Lecture 1: Supervised Machine Learning


ML examples:

  • given data samples of images, outputs a program that predicts in which category you fall
  • linear regression

    • $n+1$ order is better than $n$ order, up to some point.
    • But warning to over-fitting: if $n$ is greater than the number of data points, we get a polynomial which goes through each point, but we cannot “wisely” predict certain points (the derivative increases too much at some point)

⟶ Tradeoff between training error and model complexity

Warning: Non Free Lunch Theorem:

for any algorithm, there always exists a set of data on which your algorithm will fail as much as a random algorithm.

Curse of dimensionality:

to recognize chairs for instance, the number of values is exponential in the number of parameters (length of foot, shape of back, color, etc…)!

In high dimension, closeness of points means nothing when it comes to relevance.

Supervised Machine Learning

  • Input: \underbrace{x}_{\text{image, web page, etc...}} ∈ \underbrace{𝒳}_{ℝ^d \text{ usually, but not necessarily}}

    • $x$ is called the feature/covariate vector
  • Output: y ∈ \underbrace{𝒴}_{\lbrace 0, 1 \rbrace, \lbrace -1, 1 \rbrace, ℝ, ⟦1, k⟧ \text{(multiclass)} }

    • + all the rest: the ouput could of the same type as the input (ex: in Natural Language Processing, etc…)
  • Goal: find a function $f: 𝒳 ⟶ 𝒴$

Warning: In most situations, we don’t have:

∃!f; ∀x, y ∈ \text{data}; y = f(x)
  1. In most cases, there’s a part of randomness in determining $y$ (given an $x$, you may have several $y$ with a certain uncertainty)

···

_Written instruction 1_: Copy the passage of the supervised machine learning notes from "Warning: In most" to "a certain uncertainty)" without any changes.

···

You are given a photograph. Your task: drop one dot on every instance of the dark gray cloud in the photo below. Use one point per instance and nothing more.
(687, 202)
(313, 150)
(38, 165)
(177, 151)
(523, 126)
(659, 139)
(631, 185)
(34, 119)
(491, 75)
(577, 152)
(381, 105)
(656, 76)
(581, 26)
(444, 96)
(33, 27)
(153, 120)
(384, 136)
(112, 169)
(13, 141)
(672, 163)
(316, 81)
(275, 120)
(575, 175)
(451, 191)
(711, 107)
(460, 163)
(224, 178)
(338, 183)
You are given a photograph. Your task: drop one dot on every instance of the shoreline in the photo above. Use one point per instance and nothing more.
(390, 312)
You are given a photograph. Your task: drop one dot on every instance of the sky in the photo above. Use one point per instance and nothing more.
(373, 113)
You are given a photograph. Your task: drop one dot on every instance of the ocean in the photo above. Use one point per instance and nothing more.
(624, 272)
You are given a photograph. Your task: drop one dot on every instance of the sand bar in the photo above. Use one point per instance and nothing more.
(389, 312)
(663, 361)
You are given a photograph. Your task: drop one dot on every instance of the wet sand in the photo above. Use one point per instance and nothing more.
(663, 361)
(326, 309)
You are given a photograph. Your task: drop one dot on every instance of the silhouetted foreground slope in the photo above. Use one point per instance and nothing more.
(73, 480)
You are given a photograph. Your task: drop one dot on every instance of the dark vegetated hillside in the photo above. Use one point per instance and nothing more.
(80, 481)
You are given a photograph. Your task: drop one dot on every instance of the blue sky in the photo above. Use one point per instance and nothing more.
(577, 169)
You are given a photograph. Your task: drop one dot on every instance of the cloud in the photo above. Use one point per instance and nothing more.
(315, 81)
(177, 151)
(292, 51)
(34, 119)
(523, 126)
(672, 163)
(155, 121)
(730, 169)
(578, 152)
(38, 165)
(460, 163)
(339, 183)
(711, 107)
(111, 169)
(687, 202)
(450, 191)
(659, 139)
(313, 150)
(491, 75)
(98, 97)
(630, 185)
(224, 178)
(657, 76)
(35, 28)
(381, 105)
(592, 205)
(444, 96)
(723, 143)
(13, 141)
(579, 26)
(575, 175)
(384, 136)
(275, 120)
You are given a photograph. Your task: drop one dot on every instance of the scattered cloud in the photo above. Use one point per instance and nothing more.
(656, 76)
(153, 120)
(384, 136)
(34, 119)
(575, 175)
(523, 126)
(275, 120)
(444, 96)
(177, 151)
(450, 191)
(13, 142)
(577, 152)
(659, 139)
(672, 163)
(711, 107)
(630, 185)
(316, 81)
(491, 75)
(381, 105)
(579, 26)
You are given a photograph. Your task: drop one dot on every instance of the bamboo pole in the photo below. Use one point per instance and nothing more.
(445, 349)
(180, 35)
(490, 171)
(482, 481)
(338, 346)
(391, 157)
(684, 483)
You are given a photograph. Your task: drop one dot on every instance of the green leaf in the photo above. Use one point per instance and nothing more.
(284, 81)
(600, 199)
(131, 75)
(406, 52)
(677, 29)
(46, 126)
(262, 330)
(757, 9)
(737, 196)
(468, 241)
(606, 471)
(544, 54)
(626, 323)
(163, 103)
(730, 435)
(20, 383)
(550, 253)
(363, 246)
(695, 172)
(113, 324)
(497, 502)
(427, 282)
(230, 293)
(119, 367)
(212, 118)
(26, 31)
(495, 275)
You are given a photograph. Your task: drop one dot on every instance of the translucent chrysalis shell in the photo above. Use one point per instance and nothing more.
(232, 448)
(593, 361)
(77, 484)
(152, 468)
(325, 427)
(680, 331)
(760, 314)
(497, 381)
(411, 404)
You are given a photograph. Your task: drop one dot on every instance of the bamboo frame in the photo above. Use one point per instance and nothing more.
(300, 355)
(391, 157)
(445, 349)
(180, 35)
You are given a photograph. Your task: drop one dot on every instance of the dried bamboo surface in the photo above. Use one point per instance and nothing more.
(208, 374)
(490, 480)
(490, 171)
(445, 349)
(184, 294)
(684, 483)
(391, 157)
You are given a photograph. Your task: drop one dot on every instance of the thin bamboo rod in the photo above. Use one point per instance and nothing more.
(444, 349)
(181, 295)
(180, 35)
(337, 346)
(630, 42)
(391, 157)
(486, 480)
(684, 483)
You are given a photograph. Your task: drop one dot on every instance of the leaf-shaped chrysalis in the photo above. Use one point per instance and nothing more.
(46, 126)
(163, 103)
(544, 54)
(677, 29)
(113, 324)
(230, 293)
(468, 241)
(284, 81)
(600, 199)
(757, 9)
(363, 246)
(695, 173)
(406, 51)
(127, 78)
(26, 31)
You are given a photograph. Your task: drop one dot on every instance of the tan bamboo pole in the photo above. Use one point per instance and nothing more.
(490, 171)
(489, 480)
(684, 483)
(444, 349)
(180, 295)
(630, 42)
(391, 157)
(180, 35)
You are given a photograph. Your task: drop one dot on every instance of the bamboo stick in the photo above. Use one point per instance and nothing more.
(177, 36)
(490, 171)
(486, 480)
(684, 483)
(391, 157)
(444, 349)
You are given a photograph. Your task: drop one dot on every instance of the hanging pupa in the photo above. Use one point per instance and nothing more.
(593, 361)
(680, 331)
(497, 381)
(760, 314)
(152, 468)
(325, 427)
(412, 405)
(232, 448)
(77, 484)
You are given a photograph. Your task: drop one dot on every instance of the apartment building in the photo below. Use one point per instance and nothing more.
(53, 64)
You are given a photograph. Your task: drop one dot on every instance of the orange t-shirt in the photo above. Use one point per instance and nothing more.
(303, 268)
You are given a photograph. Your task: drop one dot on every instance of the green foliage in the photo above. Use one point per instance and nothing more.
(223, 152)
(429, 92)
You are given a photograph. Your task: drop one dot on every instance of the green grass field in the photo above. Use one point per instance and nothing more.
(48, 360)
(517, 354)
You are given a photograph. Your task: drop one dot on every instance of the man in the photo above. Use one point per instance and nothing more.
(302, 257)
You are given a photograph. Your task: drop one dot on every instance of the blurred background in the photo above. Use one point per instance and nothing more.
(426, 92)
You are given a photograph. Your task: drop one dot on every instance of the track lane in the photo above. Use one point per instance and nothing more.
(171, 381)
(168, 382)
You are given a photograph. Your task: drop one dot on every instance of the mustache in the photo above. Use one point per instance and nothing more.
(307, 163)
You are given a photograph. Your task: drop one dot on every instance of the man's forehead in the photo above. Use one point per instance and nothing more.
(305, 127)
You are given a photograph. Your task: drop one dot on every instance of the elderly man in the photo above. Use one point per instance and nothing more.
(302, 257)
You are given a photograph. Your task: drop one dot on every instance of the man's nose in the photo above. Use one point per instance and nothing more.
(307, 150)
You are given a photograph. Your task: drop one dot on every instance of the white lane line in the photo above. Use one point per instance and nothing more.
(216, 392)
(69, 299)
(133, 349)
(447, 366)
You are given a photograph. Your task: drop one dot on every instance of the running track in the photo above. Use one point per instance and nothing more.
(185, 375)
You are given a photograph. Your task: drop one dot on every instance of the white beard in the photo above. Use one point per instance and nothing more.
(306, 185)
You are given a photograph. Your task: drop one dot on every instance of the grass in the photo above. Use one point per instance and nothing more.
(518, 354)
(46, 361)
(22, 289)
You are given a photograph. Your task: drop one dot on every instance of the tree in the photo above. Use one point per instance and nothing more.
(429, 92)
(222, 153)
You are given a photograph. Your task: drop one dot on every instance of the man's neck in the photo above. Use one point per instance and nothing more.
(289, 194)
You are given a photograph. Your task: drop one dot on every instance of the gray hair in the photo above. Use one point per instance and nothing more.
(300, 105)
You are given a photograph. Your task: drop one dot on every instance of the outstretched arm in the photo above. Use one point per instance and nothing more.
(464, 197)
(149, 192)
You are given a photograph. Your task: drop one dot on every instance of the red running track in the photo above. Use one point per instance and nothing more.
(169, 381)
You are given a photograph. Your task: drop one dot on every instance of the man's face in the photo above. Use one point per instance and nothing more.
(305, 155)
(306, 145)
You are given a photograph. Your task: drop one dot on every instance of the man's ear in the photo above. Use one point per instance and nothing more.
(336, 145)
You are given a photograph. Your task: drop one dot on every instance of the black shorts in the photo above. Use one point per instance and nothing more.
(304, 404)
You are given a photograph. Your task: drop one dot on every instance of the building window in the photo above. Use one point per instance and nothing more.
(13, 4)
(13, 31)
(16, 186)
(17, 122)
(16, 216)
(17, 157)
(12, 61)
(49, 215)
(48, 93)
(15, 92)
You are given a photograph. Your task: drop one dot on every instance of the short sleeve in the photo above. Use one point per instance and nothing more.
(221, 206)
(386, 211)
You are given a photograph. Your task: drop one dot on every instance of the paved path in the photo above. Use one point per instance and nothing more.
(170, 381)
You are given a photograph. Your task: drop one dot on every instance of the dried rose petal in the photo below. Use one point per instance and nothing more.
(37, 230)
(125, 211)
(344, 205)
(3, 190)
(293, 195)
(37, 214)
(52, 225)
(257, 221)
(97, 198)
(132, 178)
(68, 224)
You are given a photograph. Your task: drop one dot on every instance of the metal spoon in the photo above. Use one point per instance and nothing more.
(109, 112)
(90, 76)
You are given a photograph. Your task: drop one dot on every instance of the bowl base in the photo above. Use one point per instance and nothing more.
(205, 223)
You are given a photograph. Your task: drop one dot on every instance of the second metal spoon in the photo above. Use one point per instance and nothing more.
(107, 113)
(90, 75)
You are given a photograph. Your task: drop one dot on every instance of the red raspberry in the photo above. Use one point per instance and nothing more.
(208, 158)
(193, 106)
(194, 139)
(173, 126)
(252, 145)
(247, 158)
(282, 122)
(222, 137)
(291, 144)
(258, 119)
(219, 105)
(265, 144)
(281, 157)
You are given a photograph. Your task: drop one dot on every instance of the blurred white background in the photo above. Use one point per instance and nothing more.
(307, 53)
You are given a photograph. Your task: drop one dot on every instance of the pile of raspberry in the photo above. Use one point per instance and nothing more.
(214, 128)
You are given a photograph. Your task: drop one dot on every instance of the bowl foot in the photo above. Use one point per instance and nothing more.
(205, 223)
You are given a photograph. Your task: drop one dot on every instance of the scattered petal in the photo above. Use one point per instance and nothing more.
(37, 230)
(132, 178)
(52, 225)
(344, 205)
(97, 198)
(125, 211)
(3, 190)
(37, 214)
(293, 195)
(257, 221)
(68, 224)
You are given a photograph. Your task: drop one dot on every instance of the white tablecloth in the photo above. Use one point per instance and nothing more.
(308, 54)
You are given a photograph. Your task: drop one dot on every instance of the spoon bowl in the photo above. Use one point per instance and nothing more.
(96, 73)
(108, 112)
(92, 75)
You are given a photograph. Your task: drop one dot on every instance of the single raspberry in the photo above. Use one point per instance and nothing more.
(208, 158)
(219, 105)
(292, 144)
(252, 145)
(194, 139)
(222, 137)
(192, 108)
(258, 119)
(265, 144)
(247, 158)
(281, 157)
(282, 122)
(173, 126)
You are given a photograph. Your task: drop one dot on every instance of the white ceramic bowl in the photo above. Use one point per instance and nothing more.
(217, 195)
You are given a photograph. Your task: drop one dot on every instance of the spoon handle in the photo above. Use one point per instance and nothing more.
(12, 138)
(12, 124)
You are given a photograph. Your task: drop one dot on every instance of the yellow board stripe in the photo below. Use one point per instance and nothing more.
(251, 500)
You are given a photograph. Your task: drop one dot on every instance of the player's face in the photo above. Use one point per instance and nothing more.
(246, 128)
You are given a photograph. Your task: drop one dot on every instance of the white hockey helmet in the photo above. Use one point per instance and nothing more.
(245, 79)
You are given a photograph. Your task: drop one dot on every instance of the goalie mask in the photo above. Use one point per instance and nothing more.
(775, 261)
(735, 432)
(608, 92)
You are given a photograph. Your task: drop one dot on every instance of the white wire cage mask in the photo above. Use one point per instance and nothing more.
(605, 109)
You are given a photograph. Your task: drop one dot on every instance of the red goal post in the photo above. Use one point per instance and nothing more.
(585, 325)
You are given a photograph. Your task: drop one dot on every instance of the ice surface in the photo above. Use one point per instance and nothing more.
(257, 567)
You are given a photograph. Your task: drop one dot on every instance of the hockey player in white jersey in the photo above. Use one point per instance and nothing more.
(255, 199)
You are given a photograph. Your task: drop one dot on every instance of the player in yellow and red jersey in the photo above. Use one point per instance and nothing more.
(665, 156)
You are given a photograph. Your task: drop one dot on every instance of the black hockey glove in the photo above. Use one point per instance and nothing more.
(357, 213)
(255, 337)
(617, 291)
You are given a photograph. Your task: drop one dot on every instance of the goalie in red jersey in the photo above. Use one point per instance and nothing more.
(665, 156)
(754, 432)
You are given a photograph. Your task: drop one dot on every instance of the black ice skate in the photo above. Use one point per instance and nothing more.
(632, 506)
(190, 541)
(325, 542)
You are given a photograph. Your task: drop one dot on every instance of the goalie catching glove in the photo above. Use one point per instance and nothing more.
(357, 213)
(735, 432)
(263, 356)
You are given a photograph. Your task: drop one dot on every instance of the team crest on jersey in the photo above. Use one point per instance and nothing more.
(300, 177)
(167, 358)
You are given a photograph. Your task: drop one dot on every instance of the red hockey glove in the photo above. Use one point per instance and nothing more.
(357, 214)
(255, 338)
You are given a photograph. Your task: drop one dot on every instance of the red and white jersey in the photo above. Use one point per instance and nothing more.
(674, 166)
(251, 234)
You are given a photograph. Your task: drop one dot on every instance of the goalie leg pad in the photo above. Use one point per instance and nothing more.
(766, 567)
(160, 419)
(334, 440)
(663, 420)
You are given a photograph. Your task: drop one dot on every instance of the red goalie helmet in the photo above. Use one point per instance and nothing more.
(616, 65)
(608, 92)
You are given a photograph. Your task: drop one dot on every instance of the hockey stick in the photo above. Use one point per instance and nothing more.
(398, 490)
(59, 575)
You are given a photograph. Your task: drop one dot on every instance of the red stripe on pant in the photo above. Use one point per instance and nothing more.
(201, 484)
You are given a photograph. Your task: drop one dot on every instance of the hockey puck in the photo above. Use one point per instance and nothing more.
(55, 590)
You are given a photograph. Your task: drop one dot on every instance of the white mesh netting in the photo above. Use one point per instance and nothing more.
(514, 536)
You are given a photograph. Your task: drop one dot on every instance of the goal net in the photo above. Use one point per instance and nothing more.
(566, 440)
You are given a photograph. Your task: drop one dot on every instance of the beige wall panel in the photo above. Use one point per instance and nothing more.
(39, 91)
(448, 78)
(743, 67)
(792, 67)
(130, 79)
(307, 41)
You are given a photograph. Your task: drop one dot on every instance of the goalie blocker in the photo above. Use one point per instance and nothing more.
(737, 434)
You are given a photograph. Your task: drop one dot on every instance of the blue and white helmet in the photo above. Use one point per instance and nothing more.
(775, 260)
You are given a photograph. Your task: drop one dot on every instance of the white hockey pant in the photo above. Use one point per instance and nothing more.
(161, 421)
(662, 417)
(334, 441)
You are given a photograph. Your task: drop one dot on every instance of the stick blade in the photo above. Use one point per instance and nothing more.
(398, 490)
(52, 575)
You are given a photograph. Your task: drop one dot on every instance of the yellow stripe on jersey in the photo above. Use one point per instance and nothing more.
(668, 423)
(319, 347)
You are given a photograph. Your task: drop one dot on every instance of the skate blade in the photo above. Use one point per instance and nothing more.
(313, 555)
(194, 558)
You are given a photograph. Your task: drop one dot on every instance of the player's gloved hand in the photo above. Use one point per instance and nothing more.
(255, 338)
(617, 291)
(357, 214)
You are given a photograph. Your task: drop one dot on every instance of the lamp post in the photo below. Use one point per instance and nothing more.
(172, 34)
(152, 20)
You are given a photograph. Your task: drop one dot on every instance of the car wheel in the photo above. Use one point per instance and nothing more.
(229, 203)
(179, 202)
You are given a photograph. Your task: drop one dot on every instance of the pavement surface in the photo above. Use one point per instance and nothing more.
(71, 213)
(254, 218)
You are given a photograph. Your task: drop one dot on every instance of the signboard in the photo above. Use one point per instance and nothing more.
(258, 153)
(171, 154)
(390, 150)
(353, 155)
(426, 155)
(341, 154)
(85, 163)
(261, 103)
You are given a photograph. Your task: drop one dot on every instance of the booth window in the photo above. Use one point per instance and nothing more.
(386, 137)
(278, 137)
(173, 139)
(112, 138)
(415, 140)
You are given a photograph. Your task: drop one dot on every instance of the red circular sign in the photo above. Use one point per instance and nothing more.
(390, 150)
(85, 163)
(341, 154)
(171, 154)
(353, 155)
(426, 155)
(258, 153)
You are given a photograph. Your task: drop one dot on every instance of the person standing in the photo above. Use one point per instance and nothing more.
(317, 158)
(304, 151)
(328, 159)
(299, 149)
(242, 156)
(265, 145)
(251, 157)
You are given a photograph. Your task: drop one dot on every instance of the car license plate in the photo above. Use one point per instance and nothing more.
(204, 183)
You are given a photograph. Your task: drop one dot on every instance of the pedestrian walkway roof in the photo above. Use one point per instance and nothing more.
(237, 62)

···

_Written instruction 2_: Pick out every line in the listing that contains the word "spoon", matching upper and lower case exactly.

_Written response 1_:
Warning: In most situations, we don’t have:

∃!f; ∀x, y ∈ \text{data}; y = f(x)
  1. In most cases, there’s a part of randomness in determining $y$ (given an $x$, you may have several $y$ with a certain uncertainty)

_Written response 2_:
You are given a photograph. Your task: drop one dot on every instance of the metal spoon in the photo above. Use one point per instance and nothing more.
You are given a photograph. Your task: drop one dot on every instance of the second metal spoon in the photo above. Use one point per instance and nothing more.
You are given a photograph. Your task: drop one dot on every instance of the spoon bowl in the photo above. Use one point per instance and nothing more.
You are given a photograph. Your task: drop one dot on every instance of the spoon handle in the photo above. Use one point per instance and nothing more.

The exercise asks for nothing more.